SET OF TASKS:
A – List the human energy systems named in the notes on energy storage in the body.
B – Pick up the notes on energy storage in the body after their last line, the rough estimate of resting energy expenditure, and continue them.

SELECTED PASSAGE:
::::

Mechanisms of Energy Storage in the Body

Carbohydrate Storage

  • **Forms of Carbohydrate Storage: **

    • Blood glucose: Immediate source of energy.

    • Liver glycogen: Storage form for longer-term use.

    • Muscle glycogen: Local storage for energy during exercise.

Fat Storage

  • Forms of Fat Storage:

    • Triglycerides within muscle tissue and adipose (fat) tissue.

    • Triglycerides and free fatty acids are available in the blood, though limited in supply.

Protein Storage

  • Primarily found in muscle tissue, not an efficient energy source.

Overview of Human Metabolism

  • Nutritional Inputs and Energy Production Route:

    • Nutrients: Protein (Amino acids), Carbohydrate (Glucose), Fat (Fatty acids).

    • Resulting in: Acetyl CoA, which enters the Krebs cycle, leading to ATP production via the Electron Transport Chain.

Human Energy Systems

  1. ATP/PCr (Phosphagen System)

    • Involves: Adenosine Triphosphate (ATP) and Phosphocreatine (PCr).

    • Function: Provides “all out” rapid energy for short (5-10 seconds) bursts of intense exercise.

    • Limitation: Supply of ATP can be quickly depleted.

    • Requirement: ATP must be available for muscle contraction.

  2. Lactic Acid System

    • Mechanism: Muscle glycogen is broken down via glycolysis.

    • Differentiation:

      • Aerobic Glycolysis: Requires oxygen; produces a lot of ATP.

      • Anaerobic Glycolysis: Limited oxygen; produces less ATP, lactic acid is a byproduct.

    • Implication: Lactic acid might contribute to fatigue during high-intensity exercise.

  3. Oxygen System

    • Involves carbohydrates, fats, and protein as energy sources, using the Electron Transport Chain and Krebs Cycle.

    • Benefit: Produces ATP in large quantities when oxygen is available.

    • Limitation: Cannot meet high energy demand during maximal exercise.

Types of Energy Production Processes

  • Aerobic Glycolysis:

    • Utilizes carbohydrates for energy production, specifically muscle glycogen and blood glucose.

  • Aerobic Lipolysis:

    • Utilizes fats for energy production, specifically muscle triglycerides and blood free fatty acids (FFA).

Anatomy of Metabolism

General Definition

  • Metabolism: The sum total of all physical and biochemical reactions within the body.

Metabolism at Rest

  • Basal Metabolic Rate (BMR):

    • Represents metabolic rate when at rest.

    • Higher focal points include Resting Metabolic Rate (RMR) and Resting Energy Expenditure (REE).

Estimating Resting Energy Expenditure (REE)

  • Rough Estimate: - 1 Calorie per kg per hour.

::::

DATA UNDER STUDY:
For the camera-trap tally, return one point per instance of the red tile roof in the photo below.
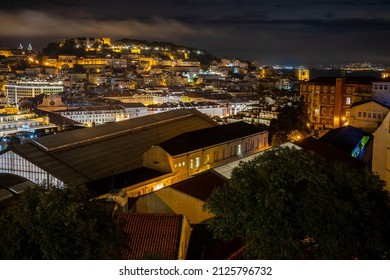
(152, 235)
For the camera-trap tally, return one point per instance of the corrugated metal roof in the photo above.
(200, 186)
(85, 155)
(226, 169)
(193, 140)
(152, 235)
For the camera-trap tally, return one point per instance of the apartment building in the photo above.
(17, 89)
(327, 100)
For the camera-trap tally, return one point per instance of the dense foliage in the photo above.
(291, 120)
(292, 204)
(59, 223)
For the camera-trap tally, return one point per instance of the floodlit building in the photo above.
(16, 90)
(327, 100)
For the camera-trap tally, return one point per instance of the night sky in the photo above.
(270, 32)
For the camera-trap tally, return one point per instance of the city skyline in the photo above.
(277, 32)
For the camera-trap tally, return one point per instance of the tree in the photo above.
(292, 204)
(291, 118)
(59, 223)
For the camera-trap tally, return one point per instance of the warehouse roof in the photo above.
(86, 155)
(202, 138)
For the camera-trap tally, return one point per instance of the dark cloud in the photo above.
(299, 31)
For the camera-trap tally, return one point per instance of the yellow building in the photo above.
(381, 151)
(303, 74)
(367, 115)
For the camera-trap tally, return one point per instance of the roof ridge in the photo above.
(109, 135)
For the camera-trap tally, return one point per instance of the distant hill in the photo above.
(162, 49)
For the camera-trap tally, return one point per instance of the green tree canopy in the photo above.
(292, 204)
(59, 223)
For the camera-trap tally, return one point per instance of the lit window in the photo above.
(197, 162)
(239, 149)
(325, 89)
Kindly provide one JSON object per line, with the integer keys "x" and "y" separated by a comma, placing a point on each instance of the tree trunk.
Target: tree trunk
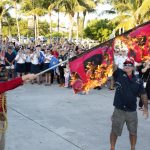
{"x": 37, "y": 25}
{"x": 0, "y": 27}
{"x": 71, "y": 27}
{"x": 17, "y": 22}
{"x": 77, "y": 36}
{"x": 9, "y": 30}
{"x": 84, "y": 15}
{"x": 50, "y": 25}
{"x": 35, "y": 29}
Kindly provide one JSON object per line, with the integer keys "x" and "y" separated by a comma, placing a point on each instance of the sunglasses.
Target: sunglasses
{"x": 128, "y": 65}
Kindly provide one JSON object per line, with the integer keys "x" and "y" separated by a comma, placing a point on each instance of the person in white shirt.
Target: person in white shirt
{"x": 20, "y": 63}
{"x": 28, "y": 61}
{"x": 35, "y": 68}
{"x": 121, "y": 59}
{"x": 47, "y": 58}
{"x": 67, "y": 75}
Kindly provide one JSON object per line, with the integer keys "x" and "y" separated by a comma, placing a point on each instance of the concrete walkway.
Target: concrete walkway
{"x": 53, "y": 118}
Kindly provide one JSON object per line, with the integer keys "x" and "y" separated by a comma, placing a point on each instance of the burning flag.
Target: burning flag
{"x": 93, "y": 67}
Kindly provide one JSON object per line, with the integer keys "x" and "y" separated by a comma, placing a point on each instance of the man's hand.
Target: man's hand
{"x": 145, "y": 113}
{"x": 29, "y": 77}
{"x": 145, "y": 103}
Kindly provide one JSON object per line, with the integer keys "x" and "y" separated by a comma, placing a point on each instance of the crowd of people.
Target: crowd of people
{"x": 18, "y": 60}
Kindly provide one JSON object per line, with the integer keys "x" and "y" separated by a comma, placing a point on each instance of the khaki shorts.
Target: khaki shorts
{"x": 120, "y": 117}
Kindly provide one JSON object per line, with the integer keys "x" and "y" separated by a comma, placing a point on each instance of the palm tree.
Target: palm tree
{"x": 71, "y": 7}
{"x": 3, "y": 12}
{"x": 34, "y": 8}
{"x": 48, "y": 5}
{"x": 17, "y": 19}
{"x": 131, "y": 13}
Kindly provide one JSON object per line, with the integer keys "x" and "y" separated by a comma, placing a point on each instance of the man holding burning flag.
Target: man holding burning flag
{"x": 128, "y": 87}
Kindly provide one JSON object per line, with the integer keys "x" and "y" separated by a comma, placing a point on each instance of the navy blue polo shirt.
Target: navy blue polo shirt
{"x": 127, "y": 91}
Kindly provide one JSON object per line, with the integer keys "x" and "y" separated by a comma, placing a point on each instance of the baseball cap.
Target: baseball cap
{"x": 129, "y": 61}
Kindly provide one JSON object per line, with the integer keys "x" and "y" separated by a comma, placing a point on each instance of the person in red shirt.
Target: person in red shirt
{"x": 4, "y": 87}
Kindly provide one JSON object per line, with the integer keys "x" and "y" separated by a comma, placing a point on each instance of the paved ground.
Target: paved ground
{"x": 53, "y": 118}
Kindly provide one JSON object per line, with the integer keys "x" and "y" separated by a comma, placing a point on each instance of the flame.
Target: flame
{"x": 96, "y": 76}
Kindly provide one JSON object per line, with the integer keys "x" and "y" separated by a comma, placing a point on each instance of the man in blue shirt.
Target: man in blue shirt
{"x": 128, "y": 88}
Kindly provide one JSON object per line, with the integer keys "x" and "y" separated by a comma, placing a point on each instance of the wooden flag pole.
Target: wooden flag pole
{"x": 42, "y": 72}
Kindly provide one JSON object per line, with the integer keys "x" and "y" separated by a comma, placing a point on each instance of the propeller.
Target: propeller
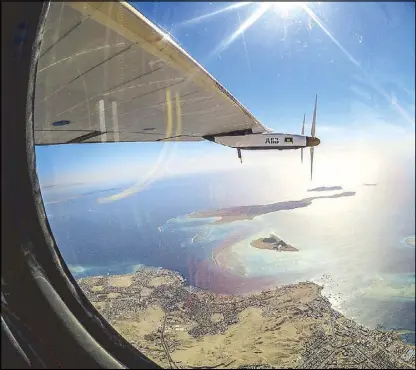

::::

ANSWERS TO THIS EXERCISE:
A – ATP/PCr (Phosphagen System), Lactic Acid System, Oxygen System

B –
  • Factors Affecting REE:

    • Age, gender, activity level, body composition, and genetics.

Influences on REE

  • Decrease in body weight typically lowers REE.

  • Very low-calorie diets can significantly decrease REE through lowered metabolic hormone levels.

  • Maintaining normal weight while reducing body fat and increasing muscle mass can raise REE.

Thermic Effects and Total Energy Expenditure

Thermic Effect of Food (TEF)

  • Maximum TEF observed about one hour after a meal, lasting approximately four hours.

  • Correlation: Higher caloric intake results in a higher TEF.

  • Findings: Lean subjects exhibit significantly higher TEF compared to obese subjects.

Thermic Effect of Exercise (TEE)

  • Efficiency of movement directly influences caloric expenditure.

Total Energy Expenditure (TEE) Components

  • Recognition of REE, TEF, and TEE contributions:

    • REE: 60-75% of total energy expenditure.

    • TEF: 5-10%.

    • TEE: 15-30%, varying from 0% for sedentary individuals to 50% for ultra-endurance athletes.

Factors Influencing Caloric Requirements

  • Involves factors such as height, weight, gender, age, sport, and activity level.

  • Physical Activity Level (PAL) Determined by:

    • Sedentary

    • Low active

    • Active

    • Very active.

Additional Influencing Factors on Energy Availability During Exercise

  • Hormones: Influence metabolism and energy availability.

  • Training Status: Levels of exertion can impact energy usage.

  • Dietary Composition: Affect energy provision.

  • Timing of Meals: Eating before competitions matters.

  • Nutritional Status: Overall nutrition can influence energy availability.

  • Nutrient Intake During Exercise: Nutrients consumed during exercise can assist in energy provision.